(Collected data)
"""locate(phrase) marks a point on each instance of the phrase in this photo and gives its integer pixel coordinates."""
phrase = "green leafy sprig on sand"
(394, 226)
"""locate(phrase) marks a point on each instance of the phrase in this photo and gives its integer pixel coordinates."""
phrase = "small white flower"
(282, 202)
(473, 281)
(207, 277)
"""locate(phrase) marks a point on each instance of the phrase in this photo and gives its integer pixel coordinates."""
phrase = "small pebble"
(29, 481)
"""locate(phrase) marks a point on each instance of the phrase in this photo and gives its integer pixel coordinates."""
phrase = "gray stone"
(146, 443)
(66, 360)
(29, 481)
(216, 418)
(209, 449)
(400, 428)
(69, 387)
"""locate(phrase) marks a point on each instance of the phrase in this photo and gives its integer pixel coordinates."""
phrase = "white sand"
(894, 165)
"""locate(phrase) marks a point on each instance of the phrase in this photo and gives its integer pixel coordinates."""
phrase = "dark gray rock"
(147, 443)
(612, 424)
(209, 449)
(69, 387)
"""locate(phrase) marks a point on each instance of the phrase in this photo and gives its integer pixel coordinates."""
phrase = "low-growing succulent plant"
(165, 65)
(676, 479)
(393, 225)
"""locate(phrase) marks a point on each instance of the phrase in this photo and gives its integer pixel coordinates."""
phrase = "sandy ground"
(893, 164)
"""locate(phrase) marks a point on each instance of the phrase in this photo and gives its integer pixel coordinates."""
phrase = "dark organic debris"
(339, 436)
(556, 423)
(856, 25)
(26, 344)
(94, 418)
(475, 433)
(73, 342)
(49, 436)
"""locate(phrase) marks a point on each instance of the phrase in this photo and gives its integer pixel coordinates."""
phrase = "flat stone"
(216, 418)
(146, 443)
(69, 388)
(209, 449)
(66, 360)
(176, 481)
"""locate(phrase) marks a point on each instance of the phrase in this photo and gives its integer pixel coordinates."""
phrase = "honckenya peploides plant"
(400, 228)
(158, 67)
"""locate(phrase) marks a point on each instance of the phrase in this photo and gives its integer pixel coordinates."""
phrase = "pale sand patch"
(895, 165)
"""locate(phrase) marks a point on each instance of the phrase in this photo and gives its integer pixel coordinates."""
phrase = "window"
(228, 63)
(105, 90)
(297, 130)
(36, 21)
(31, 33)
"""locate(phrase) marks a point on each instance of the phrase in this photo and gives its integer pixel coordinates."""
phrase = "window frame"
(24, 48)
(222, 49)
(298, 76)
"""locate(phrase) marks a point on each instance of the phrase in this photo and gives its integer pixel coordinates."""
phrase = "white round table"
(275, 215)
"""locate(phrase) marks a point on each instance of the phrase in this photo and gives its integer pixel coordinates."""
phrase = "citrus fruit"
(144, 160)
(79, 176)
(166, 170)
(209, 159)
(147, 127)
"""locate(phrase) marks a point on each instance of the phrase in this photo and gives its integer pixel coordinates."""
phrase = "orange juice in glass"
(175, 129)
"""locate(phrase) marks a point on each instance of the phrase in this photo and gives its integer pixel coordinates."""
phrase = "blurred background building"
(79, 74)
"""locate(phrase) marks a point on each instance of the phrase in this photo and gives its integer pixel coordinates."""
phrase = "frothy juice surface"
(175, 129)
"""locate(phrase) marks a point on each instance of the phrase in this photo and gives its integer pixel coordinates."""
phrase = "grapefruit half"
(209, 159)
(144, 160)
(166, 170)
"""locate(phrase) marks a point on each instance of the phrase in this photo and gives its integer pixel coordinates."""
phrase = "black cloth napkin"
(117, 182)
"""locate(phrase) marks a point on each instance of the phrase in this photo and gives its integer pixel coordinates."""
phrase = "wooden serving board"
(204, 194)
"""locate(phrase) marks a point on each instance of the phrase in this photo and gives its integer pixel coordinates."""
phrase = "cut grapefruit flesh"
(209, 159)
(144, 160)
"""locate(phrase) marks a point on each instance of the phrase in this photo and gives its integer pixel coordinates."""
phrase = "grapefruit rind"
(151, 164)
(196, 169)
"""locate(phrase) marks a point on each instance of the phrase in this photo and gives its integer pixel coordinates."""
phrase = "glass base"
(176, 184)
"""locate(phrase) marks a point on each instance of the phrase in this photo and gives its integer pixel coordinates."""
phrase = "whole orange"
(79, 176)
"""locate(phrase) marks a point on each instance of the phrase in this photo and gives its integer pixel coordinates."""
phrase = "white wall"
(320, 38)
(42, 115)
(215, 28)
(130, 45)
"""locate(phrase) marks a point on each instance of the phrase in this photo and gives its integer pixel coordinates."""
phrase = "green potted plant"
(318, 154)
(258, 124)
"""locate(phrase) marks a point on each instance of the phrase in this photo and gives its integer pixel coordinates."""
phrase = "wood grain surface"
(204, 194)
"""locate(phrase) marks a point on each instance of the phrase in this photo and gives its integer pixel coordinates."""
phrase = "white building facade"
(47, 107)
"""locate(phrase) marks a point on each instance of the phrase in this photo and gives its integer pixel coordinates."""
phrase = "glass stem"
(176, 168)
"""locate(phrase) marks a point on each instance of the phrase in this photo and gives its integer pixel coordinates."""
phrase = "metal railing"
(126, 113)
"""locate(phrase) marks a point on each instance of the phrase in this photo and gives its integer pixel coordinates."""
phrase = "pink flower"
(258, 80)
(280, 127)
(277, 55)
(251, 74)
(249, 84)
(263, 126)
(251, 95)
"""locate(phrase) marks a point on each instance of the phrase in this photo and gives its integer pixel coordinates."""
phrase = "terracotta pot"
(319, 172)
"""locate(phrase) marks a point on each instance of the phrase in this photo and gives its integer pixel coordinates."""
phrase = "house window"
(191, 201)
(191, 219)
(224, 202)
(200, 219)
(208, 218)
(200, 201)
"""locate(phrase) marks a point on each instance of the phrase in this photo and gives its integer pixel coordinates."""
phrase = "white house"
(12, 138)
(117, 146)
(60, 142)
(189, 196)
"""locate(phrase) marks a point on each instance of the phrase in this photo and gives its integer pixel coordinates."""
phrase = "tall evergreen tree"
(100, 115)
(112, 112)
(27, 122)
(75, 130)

▸ **PROBLEM REQUIREMENTS**:
Start to finish, copy the records above with no differences.

▸ **EXERCISE OUTPUT**:
"""locate(phrase) marks a point on each instance of the phrase in this photo and gives its integer pixel coordinates."""
phrase = "green leafy sprig on sand"
(394, 226)
"""locate(phrase) marks a point on each instance of the phrase in this photo and gives its integer pixel coordinates."""
phrase = "small white flower"
(282, 202)
(473, 281)
(207, 277)
"""locate(phrase) marks a point on each instance of the phrase in this photo and gives its integer pixel coordinates."""
phrase = "small pebble"
(29, 481)
"""locate(phrase) marks a point on each instance of the phrase in this photo and gives its integer pixel coordinates."""
phrase = "gray stone"
(146, 443)
(66, 360)
(29, 481)
(216, 418)
(209, 449)
(400, 428)
(69, 387)
"""locate(phrase) marks a point on each instance of the phrase in this photo and gives its integer pixel coordinates."""
phrase = "white sand"
(894, 165)
"""locate(phrase) marks a point on each instance of the phrase in this photo and gives its integer pixel coordinates."""
phrase = "dark gray rock"
(147, 443)
(612, 424)
(209, 449)
(69, 387)
"""locate(phrase) marks a point on each instance of the phrase in this photo and gives its integer pixel coordinates."""
phrase = "low-growing succulent plant"
(165, 65)
(676, 479)
(393, 225)
"""locate(phrase) marks a point on each instance of the phrase in this photo and gives its integer pixel coordinates."""
phrase = "sandy ground"
(893, 164)
"""locate(phrase) marks a point on each instance of the phrase in this photo and gives its integer pixel coordinates."""
phrase = "dark organic debris"
(339, 436)
(556, 423)
(856, 25)
(26, 344)
(94, 418)
(475, 433)
(73, 342)
(49, 436)
"""locate(phrase) marks a point on each instance of the phrase in this photo and gives its integer pixel coordinates."""
phrase = "flat stone"
(216, 418)
(146, 443)
(69, 388)
(209, 449)
(66, 360)
(176, 481)
"""locate(phrase) marks a point on each instance of the phrase in this photo and gives its integer pixel coordinates."""
phrase = "honckenya peploides plant"
(400, 228)
(158, 67)
"""locate(phrase) marks a point on each instance of the phrase in this photo and gives its integer pixel coordinates."""
phrase = "pale sand patch"
(895, 165)
"""locate(phrase) marks a point on each instance of the phrase in this photo and gives its integer pixel coordinates."""
phrase = "window"
(228, 63)
(105, 90)
(297, 130)
(36, 21)
(31, 33)
"""locate(phrase) marks a point on each instance of the phrase in this photo and gives its integer pixel coordinates."""
phrase = "window frame"
(24, 48)
(222, 49)
(298, 76)
"""locate(phrase) marks a point on each instance of the phrase in this photo and gives its integer pixel coordinates."""
phrase = "white round table"
(275, 215)
"""locate(phrase) marks a point on each instance of the phrase in this photo and gives its integer pixel coordinates."""
phrase = "citrus fruit"
(144, 160)
(79, 176)
(166, 170)
(209, 159)
(147, 127)
"""locate(phrase) marks a point on each instance of the phrase in this photo and gives its integer pixel coordinates."""
phrase = "orange juice in glass"
(175, 129)
"""locate(phrase) marks a point on each instance of the phrase in this photo and gives its integer pixel coordinates."""
phrase = "blurred background building"
(79, 74)
"""locate(phrase) marks a point on each instance of the phrase in this photo and gives its integer pixel coordinates."""
phrase = "frothy juice surface"
(175, 129)
"""locate(phrase) marks a point on each instance of the phrase in this photo and gives its integer pixel coordinates."""
phrase = "grapefruit half"
(209, 159)
(144, 160)
(166, 170)
"""locate(phrase) marks a point on each instance of the phrase in this photo and gives its integer pixel coordinates."""
phrase = "black cloth napkin"
(117, 182)
"""locate(phrase) marks a point on each instance of the phrase in this photo and gives its integer pixel coordinates."""
phrase = "wooden serving board"
(204, 194)
"""locate(phrase) marks a point on each instance of the phrase in this photo and gives its integer pixel coordinates."""
phrase = "cut grapefruit flesh"
(209, 159)
(144, 160)
"""locate(phrase) marks a point on each instance of the phrase in this photo and gives its integer pixel coordinates."""
phrase = "grapefruit rind"
(151, 164)
(196, 169)
"""locate(phrase) marks a point on each instance of the phrase in this photo and gives its integer pixel coordinates."""
phrase = "glass base"
(176, 184)
"""locate(phrase) marks a point on each instance of the phrase in this photo and gives its integer pixel coordinates."""
phrase = "whole orange"
(79, 176)
"""locate(phrase) marks a point on each instance of the phrase in this photo and gives its integer pixel coordinates."""
phrase = "white wall"
(320, 38)
(42, 115)
(215, 28)
(130, 45)
"""locate(phrase) marks a point on each instance of the phrase in this photo and gives its integer pixel coordinates."""
phrase = "green potted plant"
(318, 154)
(258, 124)
"""locate(phrase) marks a point on each instance of the phrase in this photo and gives its integer pixel coordinates."""
phrase = "wood grain surface"
(204, 194)
"""locate(phrase) marks a point on each instance of the phrase in this photo and gives its integer pixel coordinates."""
phrase = "white building facade"
(47, 107)
"""locate(phrase) marks a point on each instance of the phrase in this photo and gives its integer pixel coordinates."""
phrase = "glass stem"
(176, 168)
"""locate(phrase) marks a point on each instance of the phrase in this photo and gives its integer pixel coordinates."""
phrase = "metal railing"
(126, 113)
"""locate(phrase) marks a point on each instance of the phrase in this photo and gives its integer pixel coordinates."""
phrase = "pink flower"
(258, 80)
(280, 127)
(277, 55)
(251, 74)
(249, 84)
(263, 126)
(251, 95)
"""locate(phrase) marks a point on each instance of the phrase in this photo and gives its integer pixel coordinates."""
phrase = "terracotta pot"
(319, 172)
"""locate(phrase) marks a point on each instance of the phrase in this photo and gives its integer pixel coordinates."""
phrase = "house window"
(191, 201)
(191, 219)
(224, 202)
(200, 219)
(208, 218)
(200, 201)
"""locate(phrase) marks a point on each instance of the phrase in this photo and gives its integer pixel coordinates."""
phrase = "white house"
(12, 138)
(117, 146)
(60, 142)
(189, 196)
"""locate(phrase) marks a point on each instance of the phrase in this photo and gives its integer pixel coordinates."""
phrase = "tall evergreen tree"
(100, 115)
(112, 112)
(27, 122)
(75, 130)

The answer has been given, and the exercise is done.